## Start Source records
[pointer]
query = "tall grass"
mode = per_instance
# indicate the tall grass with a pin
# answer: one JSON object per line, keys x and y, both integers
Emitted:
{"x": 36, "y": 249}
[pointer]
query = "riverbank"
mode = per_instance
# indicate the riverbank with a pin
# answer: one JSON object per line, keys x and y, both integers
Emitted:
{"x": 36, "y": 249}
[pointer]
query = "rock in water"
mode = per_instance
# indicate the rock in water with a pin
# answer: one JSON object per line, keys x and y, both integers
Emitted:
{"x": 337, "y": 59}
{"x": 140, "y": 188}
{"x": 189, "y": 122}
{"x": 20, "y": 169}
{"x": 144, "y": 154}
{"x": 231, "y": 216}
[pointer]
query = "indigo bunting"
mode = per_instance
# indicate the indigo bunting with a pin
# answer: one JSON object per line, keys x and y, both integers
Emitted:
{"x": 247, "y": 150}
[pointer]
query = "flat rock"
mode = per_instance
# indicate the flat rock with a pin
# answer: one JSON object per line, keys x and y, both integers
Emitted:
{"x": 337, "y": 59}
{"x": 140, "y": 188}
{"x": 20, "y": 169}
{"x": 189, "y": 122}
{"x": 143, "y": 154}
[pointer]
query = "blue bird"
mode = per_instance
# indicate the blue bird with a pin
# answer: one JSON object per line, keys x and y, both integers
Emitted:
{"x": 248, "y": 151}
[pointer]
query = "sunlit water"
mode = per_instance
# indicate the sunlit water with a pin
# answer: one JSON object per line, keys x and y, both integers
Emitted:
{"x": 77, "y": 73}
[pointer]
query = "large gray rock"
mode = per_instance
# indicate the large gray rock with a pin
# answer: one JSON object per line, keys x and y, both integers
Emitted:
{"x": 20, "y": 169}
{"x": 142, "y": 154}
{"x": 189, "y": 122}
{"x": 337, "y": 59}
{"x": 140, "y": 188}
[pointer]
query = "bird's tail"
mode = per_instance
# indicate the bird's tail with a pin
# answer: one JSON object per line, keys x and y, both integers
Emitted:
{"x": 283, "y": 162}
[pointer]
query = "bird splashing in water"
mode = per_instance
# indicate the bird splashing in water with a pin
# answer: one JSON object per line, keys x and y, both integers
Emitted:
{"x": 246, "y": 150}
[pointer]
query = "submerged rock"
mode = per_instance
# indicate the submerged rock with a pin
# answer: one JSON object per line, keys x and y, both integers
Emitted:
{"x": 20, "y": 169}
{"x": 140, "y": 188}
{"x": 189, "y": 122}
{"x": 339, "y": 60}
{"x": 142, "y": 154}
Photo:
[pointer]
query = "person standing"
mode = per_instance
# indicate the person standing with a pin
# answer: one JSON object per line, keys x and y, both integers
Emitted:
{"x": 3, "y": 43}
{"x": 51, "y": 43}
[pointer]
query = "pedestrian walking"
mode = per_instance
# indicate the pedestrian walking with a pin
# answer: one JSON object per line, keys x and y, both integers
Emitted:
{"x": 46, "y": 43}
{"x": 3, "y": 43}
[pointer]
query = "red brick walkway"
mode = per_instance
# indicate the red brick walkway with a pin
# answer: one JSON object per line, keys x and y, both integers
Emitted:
## End Source records
Goal
Transcribe each record exactly. Leave nothing out.

Solution below
[pointer]
query = "tall grass"
mode = per_instance
# indicate the tall grass with a pin
# answer: one JSON object per line, keys x and y, both integers
Emitted:
{"x": 36, "y": 249}
[pointer]
query = "riverbank"
mode = per_instance
# indicate the riverbank with a pin
# answer: one JSON object per line, keys x and y, both integers
Emitted:
{"x": 36, "y": 249}
[pointer]
query = "rock in water"
mode = per_instance
# indicate the rock in water with a pin
# answer: one JSON object per line, keys x and y, both integers
Emitted:
{"x": 337, "y": 59}
{"x": 140, "y": 188}
{"x": 189, "y": 122}
{"x": 20, "y": 169}
{"x": 144, "y": 154}
{"x": 231, "y": 216}
[pointer]
query = "indigo bunting"
mode = per_instance
# indicate the indigo bunting with a pin
# answer: one JSON object per line, keys x and y, both integers
Emitted:
{"x": 247, "y": 150}
[pointer]
query = "flat rock"
mode = per_instance
# indicate the flat rock with a pin
# answer: one JSON object per line, keys x and y, both integers
Emitted:
{"x": 337, "y": 59}
{"x": 140, "y": 188}
{"x": 20, "y": 169}
{"x": 189, "y": 122}
{"x": 143, "y": 154}
[pointer]
query = "blue bird"
mode = per_instance
# indicate the blue bird with a pin
# answer: one JSON object per line, keys x and y, both integers
Emitted:
{"x": 248, "y": 151}
[pointer]
query = "sunlit water"
mode = per_instance
# indicate the sunlit water with a pin
# answer: one JSON object per line, keys x and y, both integers
Emitted:
{"x": 77, "y": 73}
[pointer]
query = "large gray rock"
mode = per_instance
# indicate the large gray rock with a pin
# answer: one JSON object per line, keys x and y, both integers
Emitted:
{"x": 20, "y": 169}
{"x": 142, "y": 154}
{"x": 189, "y": 122}
{"x": 337, "y": 59}
{"x": 140, "y": 188}
[pointer]
query = "bird's tail"
mode = per_instance
# indicate the bird's tail with a pin
# answer: one JSON object per line, keys x and y, both integers
Emitted:
{"x": 283, "y": 162}
[pointer]
query = "bird splashing in water"
mode = per_instance
# indicate the bird splashing in water with a pin
# answer: one JSON object per line, keys x and y, both integers
Emitted:
{"x": 246, "y": 150}
[pointer]
query = "submerged rock"
mode = per_instance
# indicate the submerged rock with a pin
# answer: one JSON object per line, keys x and y, both integers
Emitted:
{"x": 20, "y": 169}
{"x": 140, "y": 188}
{"x": 189, "y": 122}
{"x": 339, "y": 60}
{"x": 142, "y": 154}
Photo:
[pointer]
query = "person standing"
mode = per_instance
# indicate the person standing with a pin
# answer: one JSON object per line, keys x and y, both integers
Emitted:
{"x": 3, "y": 43}
{"x": 51, "y": 43}
[pointer]
query = "pedestrian walking"
mode = per_instance
# indicate the pedestrian walking with a pin
# answer: one JSON object per line, keys x and y, both integers
Emitted:
{"x": 46, "y": 43}
{"x": 3, "y": 43}
[pointer]
query = "red brick walkway"
mode = per_instance
# indicate the red brick walkway with a pin
# answer: one JSON object per line, keys x and y, both integers
Emitted:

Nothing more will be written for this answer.